◆ Written problem ◆
Recast the records below as a two-column CSV with the headers label_text and points, giving one row for each line of text together with the coordinates that follow it. Put each value in a single double-quoted field, replace any line breaks with spaces, and leave out the pictures.
══════════════════════════════
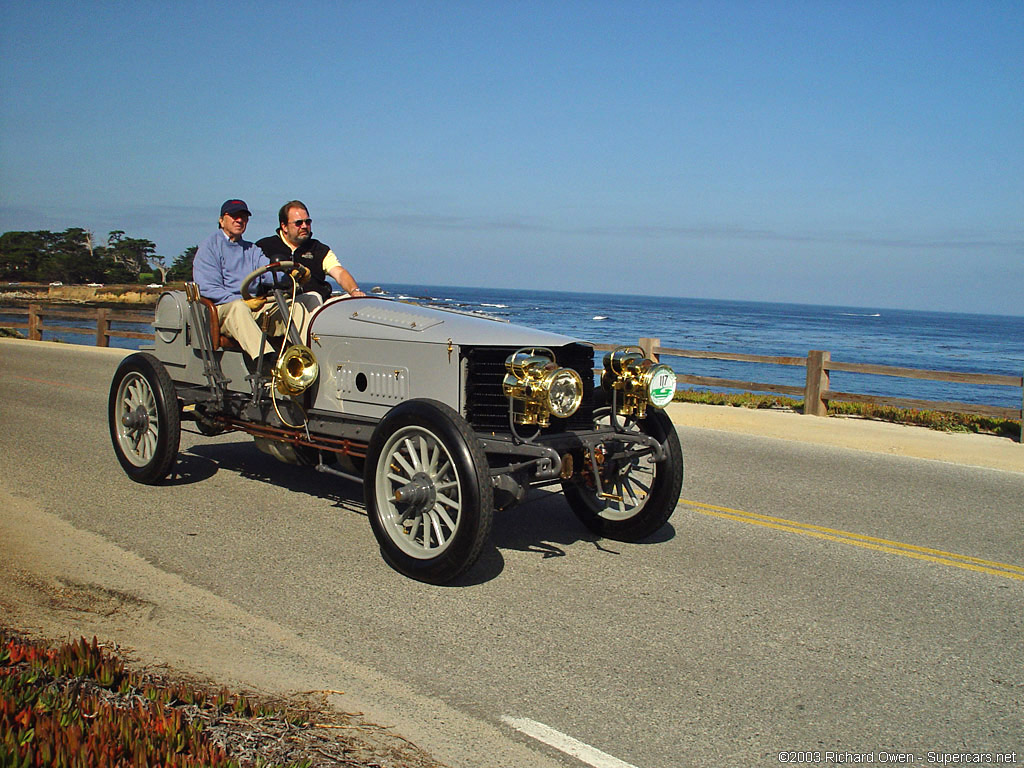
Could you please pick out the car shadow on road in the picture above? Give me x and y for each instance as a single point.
(543, 524)
(203, 461)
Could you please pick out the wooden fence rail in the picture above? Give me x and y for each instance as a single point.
(816, 390)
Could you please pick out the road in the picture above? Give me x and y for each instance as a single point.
(802, 598)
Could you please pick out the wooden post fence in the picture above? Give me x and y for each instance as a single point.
(817, 383)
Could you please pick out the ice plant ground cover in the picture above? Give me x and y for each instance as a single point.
(78, 705)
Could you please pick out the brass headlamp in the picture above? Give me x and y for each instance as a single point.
(296, 370)
(641, 381)
(540, 388)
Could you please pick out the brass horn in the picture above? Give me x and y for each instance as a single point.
(296, 370)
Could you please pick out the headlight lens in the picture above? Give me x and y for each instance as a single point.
(540, 388)
(564, 392)
(637, 381)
══════════════════════════════
◆ Expected answer ◆
label_text,points
"Could you please pick out the car shadow on road in the picture above? Give me x and y for each instance as a single point.","(543, 524) (203, 461)"
"Could you please pick out the wooden fence rail in the picture above? Give me x and y for each instance as a single point.","(816, 390)"
"Could you please pick out the road in the picture above? Give me x and y for each instance as a single point.","(802, 598)"
"Could you please pick out the wooden post fence in the picture above? Give me x and y for each instance as a single point.","(817, 383)"
"Could you please pick out the ice plant ground cover in the picture above? Give me x and y for each instance as a single point.","(78, 705)"
"Could you please pick out the brass headlamp in the picture above? Give me x and y for each instance as a single point.","(296, 370) (641, 381) (540, 388)"
"Could you please pick out the brass horn in the picture above? Give me x and y for each instance as a single point.","(296, 370)"
"Could you please pick out the headlight lens in the picture above? Give me x and y for each instance as a single point.","(540, 388) (564, 392) (637, 381)"